[Region annotation entries]
begin

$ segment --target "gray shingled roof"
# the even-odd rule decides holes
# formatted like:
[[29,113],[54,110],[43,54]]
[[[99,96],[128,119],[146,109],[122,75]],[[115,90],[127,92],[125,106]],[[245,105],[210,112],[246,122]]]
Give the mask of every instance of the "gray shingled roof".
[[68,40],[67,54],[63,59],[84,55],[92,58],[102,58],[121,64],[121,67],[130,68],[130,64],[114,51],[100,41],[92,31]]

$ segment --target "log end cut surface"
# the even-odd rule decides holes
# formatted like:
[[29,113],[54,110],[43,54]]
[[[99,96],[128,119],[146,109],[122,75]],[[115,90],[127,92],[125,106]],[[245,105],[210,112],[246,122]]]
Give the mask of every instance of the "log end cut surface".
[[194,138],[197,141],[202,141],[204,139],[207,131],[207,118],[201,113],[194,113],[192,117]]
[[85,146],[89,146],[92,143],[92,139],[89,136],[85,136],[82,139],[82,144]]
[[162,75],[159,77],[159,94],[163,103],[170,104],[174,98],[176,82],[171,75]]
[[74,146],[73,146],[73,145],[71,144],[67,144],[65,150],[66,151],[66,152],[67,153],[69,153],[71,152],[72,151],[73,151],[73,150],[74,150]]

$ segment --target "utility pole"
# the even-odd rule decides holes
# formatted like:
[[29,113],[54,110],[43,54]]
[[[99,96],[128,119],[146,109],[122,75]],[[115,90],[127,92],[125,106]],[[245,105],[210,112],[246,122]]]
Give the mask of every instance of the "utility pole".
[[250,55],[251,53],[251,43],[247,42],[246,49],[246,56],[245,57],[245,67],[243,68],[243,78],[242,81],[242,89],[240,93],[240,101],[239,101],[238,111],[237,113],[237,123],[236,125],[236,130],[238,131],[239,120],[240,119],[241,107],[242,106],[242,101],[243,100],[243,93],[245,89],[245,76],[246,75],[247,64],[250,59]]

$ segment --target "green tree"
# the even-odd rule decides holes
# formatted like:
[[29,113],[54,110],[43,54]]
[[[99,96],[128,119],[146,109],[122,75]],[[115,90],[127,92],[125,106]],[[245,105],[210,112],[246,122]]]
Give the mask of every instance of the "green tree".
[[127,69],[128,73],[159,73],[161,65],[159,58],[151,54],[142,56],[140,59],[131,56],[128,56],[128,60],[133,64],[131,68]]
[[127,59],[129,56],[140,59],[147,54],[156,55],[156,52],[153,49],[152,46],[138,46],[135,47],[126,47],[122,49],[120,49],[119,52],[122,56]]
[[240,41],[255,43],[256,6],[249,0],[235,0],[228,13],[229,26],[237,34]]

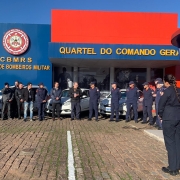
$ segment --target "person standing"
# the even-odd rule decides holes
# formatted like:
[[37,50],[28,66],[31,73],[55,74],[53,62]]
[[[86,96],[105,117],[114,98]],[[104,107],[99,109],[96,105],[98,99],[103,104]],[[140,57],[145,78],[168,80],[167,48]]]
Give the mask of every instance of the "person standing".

end

Every line of the material is to be quoted exactly, with no pictures carried over.

$ segment --target "gray shingled roof"
# the even-odd rule decides holes
# formatted like:
[[29,113],[54,110],[43,54]]
[[[99,96],[128,119],[146,109],[122,75]],[[115,90],[127,92],[125,106]],[[245,105],[210,112],[246,122]]]
Give the mask of every instance of the "gray shingled roof".
[[68,40],[67,54],[63,59],[84,55],[92,58],[102,58],[121,64],[121,67],[130,68],[130,64],[114,51],[100,41],[92,31]]

$ segment --target "log end cut surface"
# the even-odd rule decides holes
# formatted like:
[[29,113],[54,110],[43,54]]
[[[99,96],[128,119],[146,109],[122,75]],[[115,90],[127,92],[125,106]],[[245,105],[210,112],[246,122]]]
Give the mask of every instance of the "log end cut surface".
[[194,138],[197,141],[202,141],[204,139],[207,131],[207,118],[201,113],[194,113],[192,117]]
[[85,146],[89,146],[92,143],[92,139],[89,136],[85,136],[82,139],[82,144]]
[[162,75],[159,77],[159,94],[163,103],[170,104],[174,98],[176,82],[171,75]]
[[74,146],[73,146],[73,145],[71,144],[67,144],[65,150],[66,151],[66,152],[67,153],[69,153],[71,152],[72,151],[73,151],[73,150],[74,150]]

$ segment --target "utility pole"
# the even-odd rule decides holes
# formatted like:
[[29,113],[54,110],[43,54]]
[[[99,96],[128,119],[146,109],[122,75]],[[115,90],[127,92],[125,106]],[[245,105],[210,112],[246,122]]]
Give the mask of every instance of the "utility pole".
[[250,55],[251,53],[251,43],[247,42],[246,49],[246,56],[245,57],[245,67],[243,68],[243,78],[242,81],[242,89],[240,93],[240,101],[239,101],[238,111],[237,113],[237,123],[236,125],[236,130],[238,131],[239,120],[240,119],[241,107],[242,106],[242,101],[243,100],[243,93],[245,89],[245,76],[246,75],[247,64],[250,59]]

$ segment --target "green tree"
# the even-odd rule decides holes
# formatted like:
[[29,113],[54,110],[43,54]]
[[[99,96],[128,119],[146,109],[122,75]],[[115,90],[127,92],[125,106]],[[245,105],[210,112],[246,122]]]
Give the mask of every instance of the "green tree".
[[127,69],[128,73],[159,73],[161,65],[159,58],[151,54],[142,56],[140,59],[131,56],[128,56],[128,60],[133,64],[131,68]]
[[127,59],[129,56],[140,59],[147,54],[156,55],[156,52],[153,49],[152,46],[138,46],[135,47],[126,47],[122,49],[120,49],[119,52],[122,56]]
[[240,41],[255,43],[256,6],[249,0],[235,0],[228,13],[229,26],[237,34]]

$ segment --target "person standing"
# the even-odd rule decides holes
# formatted like:
[[37,50],[28,66],[31,73],[55,74],[53,62]]
[[[86,96],[105,117],[114,98]],[[104,107],[99,109],[96,105],[98,99],[103,104]],[[140,57],[145,78],[168,80],[167,48]]]
Give the mask of every instance of the "person standing".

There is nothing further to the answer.